§ Problem description
The records that follow should be retyped word for word.

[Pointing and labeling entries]
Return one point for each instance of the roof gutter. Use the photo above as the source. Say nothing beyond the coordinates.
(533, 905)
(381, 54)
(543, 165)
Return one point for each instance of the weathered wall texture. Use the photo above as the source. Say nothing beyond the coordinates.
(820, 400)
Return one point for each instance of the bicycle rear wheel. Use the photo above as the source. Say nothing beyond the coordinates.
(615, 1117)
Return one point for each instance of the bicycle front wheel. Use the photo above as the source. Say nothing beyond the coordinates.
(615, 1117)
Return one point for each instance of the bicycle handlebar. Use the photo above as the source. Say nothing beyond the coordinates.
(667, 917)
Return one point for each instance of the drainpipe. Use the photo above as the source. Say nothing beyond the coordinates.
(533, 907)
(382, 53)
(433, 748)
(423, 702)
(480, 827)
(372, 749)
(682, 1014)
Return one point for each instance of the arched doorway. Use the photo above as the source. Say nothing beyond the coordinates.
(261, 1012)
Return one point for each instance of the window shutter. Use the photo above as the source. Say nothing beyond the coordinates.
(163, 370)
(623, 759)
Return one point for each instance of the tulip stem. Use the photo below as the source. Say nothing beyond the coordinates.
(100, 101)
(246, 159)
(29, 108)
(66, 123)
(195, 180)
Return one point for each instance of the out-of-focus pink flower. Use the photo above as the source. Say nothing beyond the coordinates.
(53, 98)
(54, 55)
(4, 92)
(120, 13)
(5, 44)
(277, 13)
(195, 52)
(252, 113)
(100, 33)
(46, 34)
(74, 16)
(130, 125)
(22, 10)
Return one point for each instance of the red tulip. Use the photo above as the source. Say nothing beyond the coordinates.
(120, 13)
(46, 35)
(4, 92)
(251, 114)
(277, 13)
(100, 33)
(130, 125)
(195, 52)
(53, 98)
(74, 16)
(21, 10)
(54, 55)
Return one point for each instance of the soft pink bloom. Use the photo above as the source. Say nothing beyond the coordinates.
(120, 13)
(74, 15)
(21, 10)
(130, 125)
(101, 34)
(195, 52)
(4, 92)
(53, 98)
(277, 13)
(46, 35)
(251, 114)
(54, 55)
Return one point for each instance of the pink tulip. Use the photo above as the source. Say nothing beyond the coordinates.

§ Task answer
Return one point for each instance of the roof gutter. Use the photo above as the source. Say nothing beyond the coordinates.
(533, 905)
(381, 54)
(543, 165)
Return one point for each instance of the weathered wall texture. Use the photo above as the source. Say nothing beyond the coordinates.
(820, 400)
Return one point for each instance of the bicycle rear wheel. Use the photo above as the source. Say nothing beyond the coordinates.
(615, 1117)
Return one point for each instance of the bicycle front wheel. Use the photo above as the source. Say nothing beyond the coordinates.
(615, 1117)
Return one point for each instance of the bicycle handlebar. Use the photo above as the source. Say nothing beyond the coordinates.
(667, 917)
Return one point for each instance of the drainpipe. Use the photo above as the source. Say nothing beyond the coordinates.
(533, 907)
(382, 53)
(433, 748)
(423, 702)
(480, 827)
(372, 749)
(682, 1014)
Return one point for each instance of the arched doorway. Use the photo above as the source. Say nothing beyond the coordinates.
(261, 1012)
Return one point for each instance of the window shutter. Use the photo above as the source. Say nothing beyond the coordinates.
(163, 370)
(623, 759)
Return one point for each instance of the tulip stem. Use the photo below as the source. Say nothing beyond the coordinates.
(100, 101)
(246, 159)
(29, 108)
(66, 123)
(195, 180)
Return one point for each instance of the out-of-focus pink flower. Use the photo above as the source. Say nothing beyond the coordinates.
(53, 98)
(54, 55)
(4, 92)
(120, 13)
(5, 44)
(277, 13)
(195, 52)
(252, 113)
(100, 33)
(46, 34)
(74, 16)
(130, 125)
(22, 10)
Return one point for each instance of the red tulip. Use the photo above as the source. Say nothing beyond the coordinates.
(120, 13)
(46, 35)
(4, 92)
(251, 114)
(277, 13)
(100, 33)
(130, 125)
(195, 52)
(53, 98)
(74, 16)
(21, 10)
(54, 55)
Return one point for each instance of the soft pink bloom. Use the photo above as the source. Say nothing beyond the coordinates.
(120, 13)
(74, 15)
(21, 10)
(130, 125)
(101, 34)
(195, 52)
(4, 92)
(53, 98)
(277, 13)
(46, 35)
(251, 114)
(54, 55)
Return one point for each instance of the pink tulip. Use the photo above as the source. Say nothing beyond the coordinates.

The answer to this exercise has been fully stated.